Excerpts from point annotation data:
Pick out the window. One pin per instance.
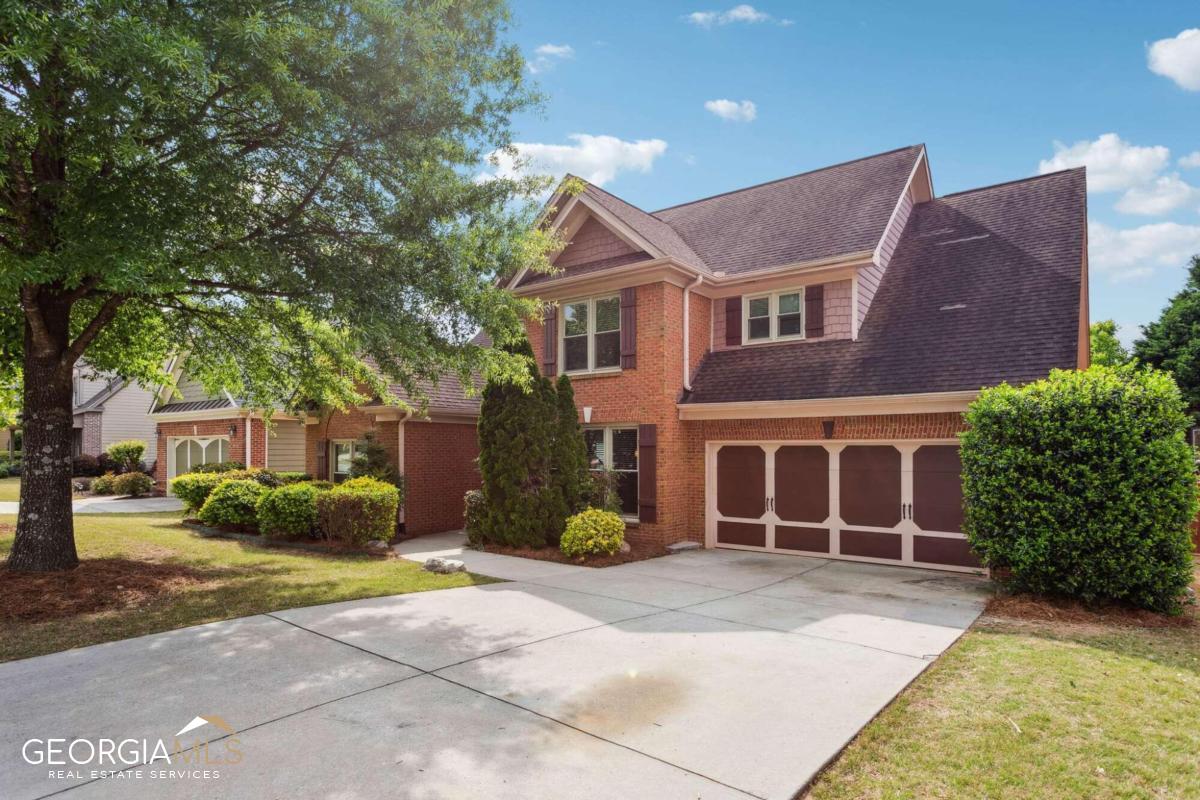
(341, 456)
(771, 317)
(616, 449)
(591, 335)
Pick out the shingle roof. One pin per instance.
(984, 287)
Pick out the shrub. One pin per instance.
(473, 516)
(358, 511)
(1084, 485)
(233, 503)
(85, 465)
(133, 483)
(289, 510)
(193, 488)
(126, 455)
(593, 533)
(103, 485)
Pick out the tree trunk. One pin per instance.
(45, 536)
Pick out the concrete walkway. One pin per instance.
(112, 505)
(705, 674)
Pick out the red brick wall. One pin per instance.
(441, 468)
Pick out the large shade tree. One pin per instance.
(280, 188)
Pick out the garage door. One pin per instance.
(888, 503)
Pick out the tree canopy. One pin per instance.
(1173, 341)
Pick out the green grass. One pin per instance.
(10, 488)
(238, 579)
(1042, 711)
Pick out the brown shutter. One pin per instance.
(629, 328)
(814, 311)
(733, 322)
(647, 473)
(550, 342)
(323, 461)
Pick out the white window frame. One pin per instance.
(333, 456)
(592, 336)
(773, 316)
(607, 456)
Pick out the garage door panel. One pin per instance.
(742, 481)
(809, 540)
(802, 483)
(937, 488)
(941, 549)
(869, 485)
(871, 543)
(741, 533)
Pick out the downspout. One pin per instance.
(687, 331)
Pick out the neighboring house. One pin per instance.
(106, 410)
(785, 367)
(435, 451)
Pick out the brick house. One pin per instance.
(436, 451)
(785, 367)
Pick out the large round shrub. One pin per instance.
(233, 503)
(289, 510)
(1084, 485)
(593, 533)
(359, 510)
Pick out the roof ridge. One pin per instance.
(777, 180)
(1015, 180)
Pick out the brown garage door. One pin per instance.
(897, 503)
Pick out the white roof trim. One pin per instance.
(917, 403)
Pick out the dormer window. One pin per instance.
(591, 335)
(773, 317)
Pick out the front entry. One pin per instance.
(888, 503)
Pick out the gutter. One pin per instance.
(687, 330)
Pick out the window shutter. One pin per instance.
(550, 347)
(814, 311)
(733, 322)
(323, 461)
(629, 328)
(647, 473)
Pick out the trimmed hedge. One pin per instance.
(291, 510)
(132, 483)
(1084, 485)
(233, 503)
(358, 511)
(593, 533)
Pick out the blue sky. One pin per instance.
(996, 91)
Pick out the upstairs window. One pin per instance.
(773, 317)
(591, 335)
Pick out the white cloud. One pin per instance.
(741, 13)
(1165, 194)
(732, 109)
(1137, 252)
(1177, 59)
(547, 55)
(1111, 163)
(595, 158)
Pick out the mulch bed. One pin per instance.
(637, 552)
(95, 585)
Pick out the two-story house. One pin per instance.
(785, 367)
* * *
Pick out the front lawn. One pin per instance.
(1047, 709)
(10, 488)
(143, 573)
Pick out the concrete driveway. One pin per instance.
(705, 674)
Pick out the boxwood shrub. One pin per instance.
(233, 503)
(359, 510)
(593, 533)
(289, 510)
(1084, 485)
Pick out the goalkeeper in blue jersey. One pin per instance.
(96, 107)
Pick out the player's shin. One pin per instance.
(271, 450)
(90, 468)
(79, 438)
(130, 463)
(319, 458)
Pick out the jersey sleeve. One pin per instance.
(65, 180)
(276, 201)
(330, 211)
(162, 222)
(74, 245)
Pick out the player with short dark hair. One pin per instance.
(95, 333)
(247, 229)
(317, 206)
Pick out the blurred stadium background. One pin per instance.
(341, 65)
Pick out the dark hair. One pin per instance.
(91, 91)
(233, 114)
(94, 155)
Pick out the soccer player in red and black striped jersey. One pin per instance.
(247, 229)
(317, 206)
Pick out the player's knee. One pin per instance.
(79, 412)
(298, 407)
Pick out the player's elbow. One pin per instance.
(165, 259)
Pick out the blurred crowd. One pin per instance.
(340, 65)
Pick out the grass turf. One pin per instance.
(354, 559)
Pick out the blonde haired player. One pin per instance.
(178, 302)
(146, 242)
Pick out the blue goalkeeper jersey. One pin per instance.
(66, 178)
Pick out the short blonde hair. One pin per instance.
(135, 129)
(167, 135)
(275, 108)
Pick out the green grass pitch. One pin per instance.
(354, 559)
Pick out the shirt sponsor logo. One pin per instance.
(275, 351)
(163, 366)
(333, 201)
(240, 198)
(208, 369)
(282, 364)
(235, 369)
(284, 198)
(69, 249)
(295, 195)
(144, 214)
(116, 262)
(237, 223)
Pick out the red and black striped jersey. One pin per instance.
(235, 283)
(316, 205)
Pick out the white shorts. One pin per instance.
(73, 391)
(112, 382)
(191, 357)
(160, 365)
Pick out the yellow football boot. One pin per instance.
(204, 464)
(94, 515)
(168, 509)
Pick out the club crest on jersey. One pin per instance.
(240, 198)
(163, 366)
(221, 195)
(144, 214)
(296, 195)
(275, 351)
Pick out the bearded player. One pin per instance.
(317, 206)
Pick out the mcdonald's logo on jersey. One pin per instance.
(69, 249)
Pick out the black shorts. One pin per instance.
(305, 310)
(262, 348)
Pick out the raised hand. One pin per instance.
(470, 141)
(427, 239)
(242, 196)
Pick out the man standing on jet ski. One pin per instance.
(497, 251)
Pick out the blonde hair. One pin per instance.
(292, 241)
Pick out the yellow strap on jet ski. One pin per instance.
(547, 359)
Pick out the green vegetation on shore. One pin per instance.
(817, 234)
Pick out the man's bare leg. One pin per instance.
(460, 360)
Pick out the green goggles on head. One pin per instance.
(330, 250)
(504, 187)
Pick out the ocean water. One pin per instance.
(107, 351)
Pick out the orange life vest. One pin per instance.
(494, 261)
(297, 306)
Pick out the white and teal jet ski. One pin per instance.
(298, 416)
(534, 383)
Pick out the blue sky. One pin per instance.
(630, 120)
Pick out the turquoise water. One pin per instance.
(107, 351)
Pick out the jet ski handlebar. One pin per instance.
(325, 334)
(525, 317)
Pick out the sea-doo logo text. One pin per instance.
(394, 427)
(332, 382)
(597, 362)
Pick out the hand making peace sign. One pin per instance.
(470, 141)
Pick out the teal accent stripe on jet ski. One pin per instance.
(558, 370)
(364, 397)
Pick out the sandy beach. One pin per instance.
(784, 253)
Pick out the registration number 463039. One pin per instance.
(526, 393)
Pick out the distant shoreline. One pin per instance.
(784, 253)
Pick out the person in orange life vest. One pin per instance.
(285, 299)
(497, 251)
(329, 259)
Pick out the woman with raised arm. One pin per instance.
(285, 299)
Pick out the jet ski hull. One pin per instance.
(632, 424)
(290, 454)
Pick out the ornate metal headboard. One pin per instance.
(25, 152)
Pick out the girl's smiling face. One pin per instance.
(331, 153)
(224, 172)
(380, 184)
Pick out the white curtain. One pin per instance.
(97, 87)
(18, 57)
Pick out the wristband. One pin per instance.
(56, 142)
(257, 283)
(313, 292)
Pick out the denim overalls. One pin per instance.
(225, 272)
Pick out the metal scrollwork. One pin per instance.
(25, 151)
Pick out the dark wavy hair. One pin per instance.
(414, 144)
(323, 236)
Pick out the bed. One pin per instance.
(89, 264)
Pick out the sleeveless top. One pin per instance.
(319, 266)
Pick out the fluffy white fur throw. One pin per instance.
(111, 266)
* * *
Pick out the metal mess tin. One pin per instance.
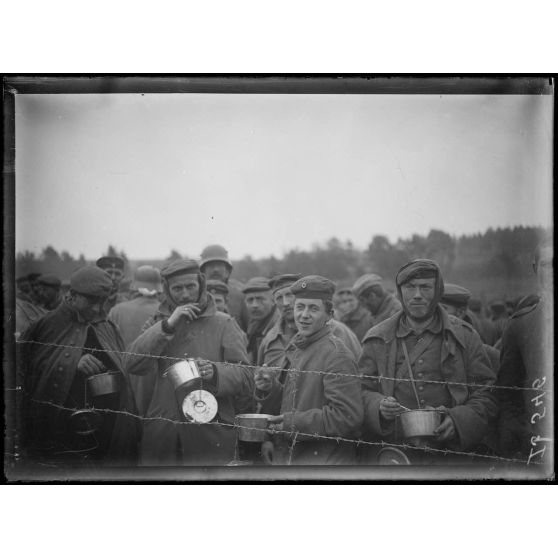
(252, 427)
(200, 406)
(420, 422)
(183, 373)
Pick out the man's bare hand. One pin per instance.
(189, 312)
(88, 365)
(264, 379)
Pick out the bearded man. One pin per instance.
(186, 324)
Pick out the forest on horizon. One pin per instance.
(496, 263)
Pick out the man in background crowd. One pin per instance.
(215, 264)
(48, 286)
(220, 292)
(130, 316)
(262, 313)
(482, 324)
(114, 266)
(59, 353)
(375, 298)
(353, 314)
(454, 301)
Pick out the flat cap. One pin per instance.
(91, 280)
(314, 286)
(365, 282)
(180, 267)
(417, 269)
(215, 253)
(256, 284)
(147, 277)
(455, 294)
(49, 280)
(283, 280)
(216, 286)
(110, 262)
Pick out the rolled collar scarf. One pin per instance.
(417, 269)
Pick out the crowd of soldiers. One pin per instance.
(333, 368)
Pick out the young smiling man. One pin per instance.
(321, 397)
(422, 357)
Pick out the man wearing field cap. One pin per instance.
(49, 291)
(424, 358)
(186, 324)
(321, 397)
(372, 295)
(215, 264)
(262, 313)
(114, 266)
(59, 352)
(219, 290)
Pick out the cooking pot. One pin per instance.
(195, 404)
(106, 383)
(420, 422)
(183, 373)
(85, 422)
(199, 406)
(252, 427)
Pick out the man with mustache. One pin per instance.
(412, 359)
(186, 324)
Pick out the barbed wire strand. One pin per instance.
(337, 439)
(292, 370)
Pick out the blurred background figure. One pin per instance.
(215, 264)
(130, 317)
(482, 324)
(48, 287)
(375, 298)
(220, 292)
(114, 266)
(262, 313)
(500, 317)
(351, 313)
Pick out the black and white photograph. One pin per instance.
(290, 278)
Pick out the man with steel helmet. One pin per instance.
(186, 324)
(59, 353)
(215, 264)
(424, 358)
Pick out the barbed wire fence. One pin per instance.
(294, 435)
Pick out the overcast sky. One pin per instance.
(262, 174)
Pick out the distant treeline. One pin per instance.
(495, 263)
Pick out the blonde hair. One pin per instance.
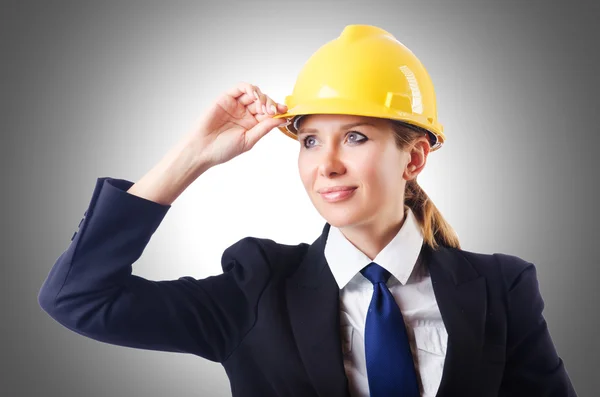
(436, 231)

Task description: Show each line from the entries above that contains the string "player", copying the lines in full.

Solution for this exercise:
Pick out the player's shin. One pin per instance.
Pick out the player with short dark hair. One pin per instance.
Pick out the soccer player in red and black striped jersey. One pin per instance.
Pick out the player's knee. One pin per instance.
Pick out the player's elbow. One pin per instance.
Pick out the blonde haired player. One pin per instance.
Pick out the bearded player. One pin per instance.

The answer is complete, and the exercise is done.